## REQUIRED ACTION
Pick up the Hsiung Feng I missile text after its last sentence and keep going.

## EXCERPTED TEXT
----

The Hsiung Feng I (HF-1) (雄風一型, "Brave Wind I") is an anti-ship missile system developed by the National Chung-Shan Institute of Science and Technology in Taiwan between 1975 and 1978 in response to the SY-1 missile being introduced into service with the opposing People's Liberation Army Navy.

==Development==
As NCSIST's previous experience with anti-ship missile development was limited to experimentally fitting warheads onto MQM-33B drones, the decision was made to base the weapon on the Israeli Gabriel Mk I with necessary modifications added in order to remain competitive against the SY-1 missile, making it essentially a Taiwanese interpretation of the Gabriel Mk II (and since the Republic of China Navy did also import several sets of Gabriel Mk II system to rehabilitate three of their Allen M. Sumner class destroyers, they also stipulated the HF-I to be made interchangeable with the Israeli-made ordnance).

The system uses the Taiwanese CS/SPG-21A as a target acquisition and fire control radar. The CS/SPG-21A reportedly has a range of 37 km which was later upgraded to 46 km.

==Service history==

The Hsiung Feng I was officially a reverse-engineered version of Gabriel Mk.2 antiship missile, although Israel is believed to have cooperated with Taiwan. Sun Yat-sen Institute and National Chung-Shan Institute of Science and Technology redesigned the missile to include Taiwanese components.

----

(Image-grounded pointing data)
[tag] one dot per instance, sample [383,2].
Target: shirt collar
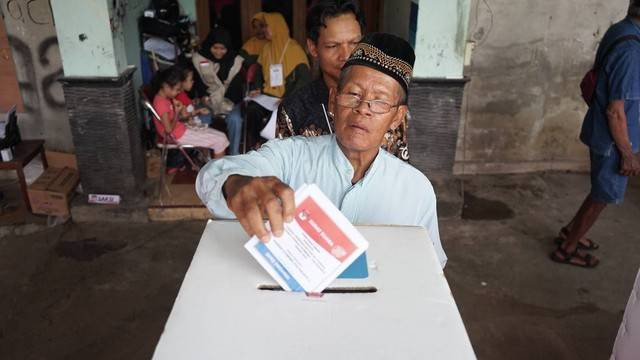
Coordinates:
[344,166]
[634,22]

----

## RESPONSE FOR THIS EXERCISE
First test-fire of Hsiung Feng I was done in 1977. Initial production started in 1979. HF-I design flaws with the radar radio frequency altimeter, cooling system, and the rocket motor undermined the missile's effectiveness. Taiwan redesigned the missile to create the Hsiung Feng IA (HF-1A), which went into production in 1981. The missile was in service until 2012.

Prior to the service entry of the Hsiung Feng II missile, it was the primary anti-ship weapon on all of the ROC Navy's frontline surface combatants, including the majority of the service's Gearing class and Allen M. Sumner class destroyers. It is currently deployed on the ROCN's littoral combatants, most notably the Hai Ou class missile boats, as well as some land based facilities. Due to it being superseded by the Hsiung Feng II on larger patrol craft and in coastal batteries, the HF-1 is being phased out of service (along with Hai Ou class FACs). The last ship to carry the missile converted to the HF-2 in early 2013. The missiles were sent back to NCSIST for decommissioning.

==Variants==
=== HF-IA ===
The IA variant was created to address deficiencies with the radar radio frequency altimeter, cooling system, and the rocket motor of the missile. The redesigned missile was designated HF-1A and entered production in 1981.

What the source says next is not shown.